··· Reading passage ···

When do you predict that AI and machine learning will replace diagnostic radiologists? It seems it will only be a matter of time. Your thoughts?


This is Mark from the CCDS. This is a big hairy question but briefly...radiology is a field that was built on technology and, as such, as technology evolves so will the field. There are parts of radiology that will change - as they have with the adoption of technologies previously, like PACS and digital imaging. My own thinking for what happens next in the diagnostic specialties is we bring the insights of data science to the patient and the population. It's an evolution for the field, but a very exciting one!

Hey Eric, it's your (don't know the best way to describe this) old nephew (?) Dave! Awesome to see you on reddit, and didn't know you were on the AI path. We'll have to talk more on that some time, I'm involved in another project that may cross some paths on a higher level.

My question. What are your thoughts on crowdsourced teaching mechanisms vs. straight deep learning? Things like MTurk seem to give "a lot of eyes on a single thing" a tough time, but seeing the results from reCAPTCHA and the recent news on a grade high schooler catching a NASA error that had gone undetected for ages gets you thinking on what new eyes of any type can bring to a challenging problem.


Hi Dave! Crowd sourcing and deep learning would seem to be two very different things with very different roles and utilities.

I'm a big fan of computer-aided diagnosis; I don't think computer algorithms will replace doctors any time soon, but they can still be enormously helpful. My concern, though, is about usability. After the questionable success electronic healthcare records have had, I worry about the implementation of any other computational solutions. Obviously you guys aren't really focused on user experience, you're still working on the back end stuff. But I was wondering if you had any thoughts about how to make complicated computational tools like machine learning systems usable and accessible for doctors and techs. Do you envision the birth of a new profession of "algorithm technologists," kind of like radiology techs? Or can these systems be made accessible enough that docs can use them unassisted?

··· Entries shown ···

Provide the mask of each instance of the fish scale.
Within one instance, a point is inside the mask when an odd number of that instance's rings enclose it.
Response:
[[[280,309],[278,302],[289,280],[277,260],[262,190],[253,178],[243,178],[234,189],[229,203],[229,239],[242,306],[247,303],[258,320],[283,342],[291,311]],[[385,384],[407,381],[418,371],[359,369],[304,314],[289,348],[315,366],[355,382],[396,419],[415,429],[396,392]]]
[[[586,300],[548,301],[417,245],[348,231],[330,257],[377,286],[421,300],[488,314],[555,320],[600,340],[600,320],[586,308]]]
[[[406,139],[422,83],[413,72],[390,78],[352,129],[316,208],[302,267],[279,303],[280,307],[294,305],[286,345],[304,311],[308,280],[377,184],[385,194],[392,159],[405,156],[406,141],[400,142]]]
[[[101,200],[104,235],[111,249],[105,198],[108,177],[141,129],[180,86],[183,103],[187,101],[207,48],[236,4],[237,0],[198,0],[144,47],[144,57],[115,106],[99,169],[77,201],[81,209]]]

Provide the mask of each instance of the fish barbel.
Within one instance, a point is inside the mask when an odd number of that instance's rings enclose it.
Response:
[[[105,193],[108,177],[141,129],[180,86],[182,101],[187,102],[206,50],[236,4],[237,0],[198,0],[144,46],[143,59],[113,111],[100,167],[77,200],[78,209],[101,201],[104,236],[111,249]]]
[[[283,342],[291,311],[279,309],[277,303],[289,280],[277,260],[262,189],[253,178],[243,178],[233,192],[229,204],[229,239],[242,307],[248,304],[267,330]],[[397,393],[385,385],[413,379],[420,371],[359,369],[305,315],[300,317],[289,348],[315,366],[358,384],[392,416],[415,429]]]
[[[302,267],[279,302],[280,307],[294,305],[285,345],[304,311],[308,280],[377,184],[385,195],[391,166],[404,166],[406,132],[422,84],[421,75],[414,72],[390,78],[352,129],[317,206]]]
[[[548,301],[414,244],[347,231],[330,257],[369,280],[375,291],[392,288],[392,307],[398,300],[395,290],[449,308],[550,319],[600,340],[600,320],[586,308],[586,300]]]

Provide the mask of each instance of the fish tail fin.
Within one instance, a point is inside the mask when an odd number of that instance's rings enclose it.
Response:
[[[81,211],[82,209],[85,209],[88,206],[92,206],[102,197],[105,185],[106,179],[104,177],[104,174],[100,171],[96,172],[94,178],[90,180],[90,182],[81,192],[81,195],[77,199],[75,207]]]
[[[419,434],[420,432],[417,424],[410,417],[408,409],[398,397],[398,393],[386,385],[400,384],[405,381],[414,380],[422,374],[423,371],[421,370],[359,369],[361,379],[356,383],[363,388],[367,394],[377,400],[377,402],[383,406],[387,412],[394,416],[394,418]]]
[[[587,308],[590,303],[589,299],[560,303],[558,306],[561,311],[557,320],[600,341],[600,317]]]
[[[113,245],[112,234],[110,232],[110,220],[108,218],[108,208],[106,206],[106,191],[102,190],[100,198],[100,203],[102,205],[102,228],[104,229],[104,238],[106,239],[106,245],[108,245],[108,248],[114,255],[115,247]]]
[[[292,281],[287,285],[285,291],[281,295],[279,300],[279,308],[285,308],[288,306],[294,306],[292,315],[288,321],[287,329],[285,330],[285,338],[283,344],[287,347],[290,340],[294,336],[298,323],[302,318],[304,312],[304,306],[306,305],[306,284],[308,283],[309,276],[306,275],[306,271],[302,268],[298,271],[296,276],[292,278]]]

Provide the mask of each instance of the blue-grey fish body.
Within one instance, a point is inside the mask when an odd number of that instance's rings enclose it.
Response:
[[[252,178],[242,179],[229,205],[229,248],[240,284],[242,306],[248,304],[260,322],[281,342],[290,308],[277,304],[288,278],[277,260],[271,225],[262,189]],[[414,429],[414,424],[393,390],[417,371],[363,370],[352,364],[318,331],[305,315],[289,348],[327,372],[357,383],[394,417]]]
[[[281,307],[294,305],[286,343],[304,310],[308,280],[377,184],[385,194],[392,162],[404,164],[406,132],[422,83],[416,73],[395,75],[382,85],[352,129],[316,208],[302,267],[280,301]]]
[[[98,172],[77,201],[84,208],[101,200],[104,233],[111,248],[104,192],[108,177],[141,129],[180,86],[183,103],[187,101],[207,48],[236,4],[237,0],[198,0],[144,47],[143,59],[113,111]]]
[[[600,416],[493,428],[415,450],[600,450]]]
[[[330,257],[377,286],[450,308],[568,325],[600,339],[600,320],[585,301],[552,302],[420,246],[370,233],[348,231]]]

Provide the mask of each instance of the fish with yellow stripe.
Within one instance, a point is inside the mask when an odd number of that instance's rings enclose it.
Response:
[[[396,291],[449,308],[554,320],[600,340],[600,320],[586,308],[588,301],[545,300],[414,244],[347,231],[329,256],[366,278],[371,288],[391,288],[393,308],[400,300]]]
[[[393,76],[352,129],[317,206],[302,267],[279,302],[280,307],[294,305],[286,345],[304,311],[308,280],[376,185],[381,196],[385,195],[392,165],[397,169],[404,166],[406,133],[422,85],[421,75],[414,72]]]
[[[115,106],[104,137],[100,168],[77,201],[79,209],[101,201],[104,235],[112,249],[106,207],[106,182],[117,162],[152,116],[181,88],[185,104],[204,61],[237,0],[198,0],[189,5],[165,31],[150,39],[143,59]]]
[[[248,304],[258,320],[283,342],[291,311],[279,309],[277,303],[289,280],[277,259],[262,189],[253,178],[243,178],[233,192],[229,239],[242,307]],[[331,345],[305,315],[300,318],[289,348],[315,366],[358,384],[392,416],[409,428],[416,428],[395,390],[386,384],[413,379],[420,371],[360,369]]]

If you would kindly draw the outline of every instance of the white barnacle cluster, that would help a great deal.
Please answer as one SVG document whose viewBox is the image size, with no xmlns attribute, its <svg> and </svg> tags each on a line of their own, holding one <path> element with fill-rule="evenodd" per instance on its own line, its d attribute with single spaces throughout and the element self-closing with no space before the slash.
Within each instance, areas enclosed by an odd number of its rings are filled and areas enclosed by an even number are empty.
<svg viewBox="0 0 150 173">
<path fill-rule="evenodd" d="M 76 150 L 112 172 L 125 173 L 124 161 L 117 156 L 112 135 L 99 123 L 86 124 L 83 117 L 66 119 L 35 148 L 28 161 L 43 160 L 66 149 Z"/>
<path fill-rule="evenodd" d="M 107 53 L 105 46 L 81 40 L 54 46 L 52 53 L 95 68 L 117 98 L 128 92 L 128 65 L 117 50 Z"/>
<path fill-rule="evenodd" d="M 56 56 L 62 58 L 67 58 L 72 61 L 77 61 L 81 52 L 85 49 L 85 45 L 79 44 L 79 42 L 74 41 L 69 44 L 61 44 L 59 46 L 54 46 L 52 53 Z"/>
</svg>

···

### Instructions
1. In the thread about AI in radiology above, restate the paragraph that begins "This is Mark from the CCDS" as a short list that keeps its main facts.
2. Carry on the thread about AI in radiology from where it stops.

### Answers for the tasks
1.
- Radiology was built on technology, so the field will change as technology changes.
- Some parts of radiology will change, as they did when PACS and digital imaging came in.
- The writer thinks the next step for the diagnostic specialties is bringing the insights of data science to the patient and the population.
- This is an evolution for the field, and a very exciting one.

2.
Hey, it's Sean and Brendan! A very good question. There are a few different approaches here and we at the center have thought a lot about user interface. For example - one approach is to display a picture showing the subset of the image used to make an inference (see figure 4 in Ribeiro's paper "Why Should I Trust You?" How this data is presented to aid clinicians is difficult. If the data used for an inference is from a combination of images or images and textual data - it's a case by case thing at the moment. Another issue is when to show it to a physician and in what context. Radiologists often use multiple monitors but you would want to show the results in a way that does not interfere with other clinical tasks or induce too many mouse clicks from the users. Tools that augment what the physicians are already doing by focusing attention on specific features have to be cleanly designed. The hope is that proper choice of clinical scenario, clean UI design, a model which fits the data, and a process that filters out inappropriate inputs and outputs will enable doctors to use these tools with assistance. As for the profession of "algorithm technologists," you may want to take a look at this recent editorial proposing a new field of clinical information specialists ( It's an interesting proposition!

With Simulation modeling on the rise with predicting health outcomes, how can we apply this to predict lung cancer outcomes due to exposure, treatment, etc.?


This is Eric. Your question is spot on. This is exactly the way I see AI/deep learning as being most applicable and useful in medicine. Doing things humans cannot do...sort through aggregated population data/electronic health records, and finding the signal in the noise. One can apply this model to almost any medical problem, including your specific question.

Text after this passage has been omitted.